====== Okuma Parçası ======

Şimşek’ten Moody’s değerlendirmesi

0
30

Başbakan Yardımcısı Mehmet Şimşek, Türkiye’nin yönetimde istikrar sağladığı zaman başarılı olduğunu belirterek, Moody’s’in Türkiye’ye yönelik not görünümü kararına ilişkin “Mevcut haliyle sistem iki başlılık içerdiği için ileride krizlere gebe. Cumhurbaşkanlığı hükümet sisteminin kurgusu da uluslararası normlara uygun… Bunu yaptıktan sonra Moody’s’in veya başka bir rayting kuruluşunun değerlendirmesi değişir.” dedi.

Şimşek, KOBİ ve ihracatçıların finansmana erişiminin kolaylaştırılması amacıyla gerçekleştirilen, Hazine Müsteşarlığı ile Kredi Garanti Fonu (KGF) arasındaki protokol imza töreninde gazetecilerin sorularını yanıtladı.

====== Satırlardan Alıntılar ======

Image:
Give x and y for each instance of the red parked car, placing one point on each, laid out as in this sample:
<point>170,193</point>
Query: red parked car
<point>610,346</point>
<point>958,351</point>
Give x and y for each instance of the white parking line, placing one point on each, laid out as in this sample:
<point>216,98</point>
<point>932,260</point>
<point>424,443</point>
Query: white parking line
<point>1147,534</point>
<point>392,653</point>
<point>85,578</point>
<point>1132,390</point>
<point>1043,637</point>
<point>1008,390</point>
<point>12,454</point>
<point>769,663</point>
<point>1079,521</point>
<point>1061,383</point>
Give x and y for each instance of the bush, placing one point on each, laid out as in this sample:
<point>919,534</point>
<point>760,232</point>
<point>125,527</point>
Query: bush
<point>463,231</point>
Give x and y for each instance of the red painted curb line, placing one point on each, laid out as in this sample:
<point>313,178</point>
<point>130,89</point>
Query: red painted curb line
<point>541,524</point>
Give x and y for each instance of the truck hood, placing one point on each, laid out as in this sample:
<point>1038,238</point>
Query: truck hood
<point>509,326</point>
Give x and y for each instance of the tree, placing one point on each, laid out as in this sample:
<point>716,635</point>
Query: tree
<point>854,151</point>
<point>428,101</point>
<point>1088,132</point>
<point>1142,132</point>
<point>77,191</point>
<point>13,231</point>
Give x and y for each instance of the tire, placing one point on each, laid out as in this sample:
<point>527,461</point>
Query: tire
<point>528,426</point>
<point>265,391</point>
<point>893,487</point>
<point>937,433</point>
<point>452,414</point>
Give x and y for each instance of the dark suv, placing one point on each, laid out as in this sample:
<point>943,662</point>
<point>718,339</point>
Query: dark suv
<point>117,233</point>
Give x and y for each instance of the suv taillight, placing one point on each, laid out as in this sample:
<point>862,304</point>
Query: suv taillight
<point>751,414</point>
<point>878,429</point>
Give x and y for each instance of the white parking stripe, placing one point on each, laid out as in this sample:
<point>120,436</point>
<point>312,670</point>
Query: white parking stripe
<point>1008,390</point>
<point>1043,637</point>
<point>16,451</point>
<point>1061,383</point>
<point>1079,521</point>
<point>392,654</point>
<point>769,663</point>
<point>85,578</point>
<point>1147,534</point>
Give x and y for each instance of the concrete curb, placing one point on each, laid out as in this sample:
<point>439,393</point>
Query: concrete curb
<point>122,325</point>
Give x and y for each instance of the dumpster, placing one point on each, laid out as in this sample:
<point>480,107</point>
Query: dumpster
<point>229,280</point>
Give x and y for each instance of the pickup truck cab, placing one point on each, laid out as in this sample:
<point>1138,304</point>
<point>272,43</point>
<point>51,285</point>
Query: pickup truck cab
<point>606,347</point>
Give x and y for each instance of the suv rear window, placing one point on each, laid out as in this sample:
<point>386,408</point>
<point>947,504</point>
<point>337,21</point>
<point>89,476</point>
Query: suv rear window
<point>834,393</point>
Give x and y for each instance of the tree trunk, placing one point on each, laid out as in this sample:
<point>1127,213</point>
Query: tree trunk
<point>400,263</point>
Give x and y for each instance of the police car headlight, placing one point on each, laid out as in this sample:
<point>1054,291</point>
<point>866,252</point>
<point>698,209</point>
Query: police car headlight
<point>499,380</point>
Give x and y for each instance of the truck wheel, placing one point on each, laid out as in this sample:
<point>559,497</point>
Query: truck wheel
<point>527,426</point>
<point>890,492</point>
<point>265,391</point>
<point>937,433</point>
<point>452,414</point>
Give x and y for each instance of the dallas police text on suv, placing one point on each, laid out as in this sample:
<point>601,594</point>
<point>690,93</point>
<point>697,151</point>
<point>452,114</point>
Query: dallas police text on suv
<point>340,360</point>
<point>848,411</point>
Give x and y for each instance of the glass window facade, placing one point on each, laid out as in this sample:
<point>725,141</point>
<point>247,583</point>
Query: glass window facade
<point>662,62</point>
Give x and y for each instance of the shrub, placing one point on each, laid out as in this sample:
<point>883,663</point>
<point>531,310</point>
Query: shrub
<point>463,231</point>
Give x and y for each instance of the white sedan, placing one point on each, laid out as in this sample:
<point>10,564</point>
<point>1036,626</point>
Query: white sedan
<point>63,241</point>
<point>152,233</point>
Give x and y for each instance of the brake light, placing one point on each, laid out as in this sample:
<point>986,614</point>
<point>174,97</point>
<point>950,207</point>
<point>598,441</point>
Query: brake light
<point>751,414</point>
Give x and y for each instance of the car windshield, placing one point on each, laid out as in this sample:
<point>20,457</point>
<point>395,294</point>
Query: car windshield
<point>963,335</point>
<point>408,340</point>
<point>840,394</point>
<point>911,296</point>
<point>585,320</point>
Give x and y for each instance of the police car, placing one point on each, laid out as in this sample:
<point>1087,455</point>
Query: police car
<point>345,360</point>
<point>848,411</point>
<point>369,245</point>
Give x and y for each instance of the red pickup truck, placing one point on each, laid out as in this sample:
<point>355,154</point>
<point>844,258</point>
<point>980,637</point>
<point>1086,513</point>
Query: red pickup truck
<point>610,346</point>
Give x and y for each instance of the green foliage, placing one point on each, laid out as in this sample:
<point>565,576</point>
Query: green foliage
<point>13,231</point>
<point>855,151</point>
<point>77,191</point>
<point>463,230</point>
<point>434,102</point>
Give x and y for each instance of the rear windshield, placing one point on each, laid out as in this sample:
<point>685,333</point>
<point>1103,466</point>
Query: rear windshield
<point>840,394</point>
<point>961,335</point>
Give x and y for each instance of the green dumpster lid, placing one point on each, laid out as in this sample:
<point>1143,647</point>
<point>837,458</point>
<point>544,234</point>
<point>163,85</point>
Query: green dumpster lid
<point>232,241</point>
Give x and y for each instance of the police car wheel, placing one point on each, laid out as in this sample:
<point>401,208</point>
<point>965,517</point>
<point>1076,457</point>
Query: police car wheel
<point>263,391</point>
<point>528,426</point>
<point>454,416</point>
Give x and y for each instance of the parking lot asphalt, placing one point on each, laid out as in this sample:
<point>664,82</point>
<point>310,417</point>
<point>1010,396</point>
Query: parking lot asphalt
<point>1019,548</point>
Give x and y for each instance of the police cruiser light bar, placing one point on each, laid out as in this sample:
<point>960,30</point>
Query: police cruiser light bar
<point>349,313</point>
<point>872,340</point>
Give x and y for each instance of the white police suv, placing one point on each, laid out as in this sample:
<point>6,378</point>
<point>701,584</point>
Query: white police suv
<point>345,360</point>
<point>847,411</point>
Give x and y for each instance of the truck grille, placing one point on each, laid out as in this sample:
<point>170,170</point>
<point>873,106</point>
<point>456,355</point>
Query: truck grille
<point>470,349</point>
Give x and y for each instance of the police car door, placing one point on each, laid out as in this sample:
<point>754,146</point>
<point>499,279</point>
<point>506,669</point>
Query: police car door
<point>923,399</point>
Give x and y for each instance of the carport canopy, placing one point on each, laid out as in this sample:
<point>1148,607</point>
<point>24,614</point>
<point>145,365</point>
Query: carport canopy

======

**Yapılacak İş**
Şimşek'in Moody's değerlendirmesini konu alan okuma parçasını hiçbir değişiklik yapmadan baştan sona kopyalayın. Satırların okuma parçasıyla hiçbir ilgisi yoktur.

**Yanıt**
Şimşek’ten Moody’s değerlendirmesi

0
30

Başbakan Yardımcısı Mehmet Şimşek, Türkiye’nin yönetimde istikrar sağladığı zaman başarılı olduğunu belirterek, Moody’s’in Türkiye’ye yönelik not görünümü kararına ilişkin “Mevcut haliyle sistem iki başlılık içerdiği için ileride krizlere gebe. Cumhurbaşkanlığı hükümet sisteminin kurgusu da uluslararası normlara uygun… Bunu yaptıktan sonra Moody’s’in veya başka bir rayting kuruluşunun değerlendirmesi değişir.” dedi.

Şimşek, KOBİ ve ihracatçıların finansmana erişiminin kolaylaştırılması amacıyla gerçekleştirilen, Hazine Müsteşarlığı ile Kredi Garanti Fonu (KGF) arasındaki protokol imza töreninde gazetecilerin sorularını yanıtladı.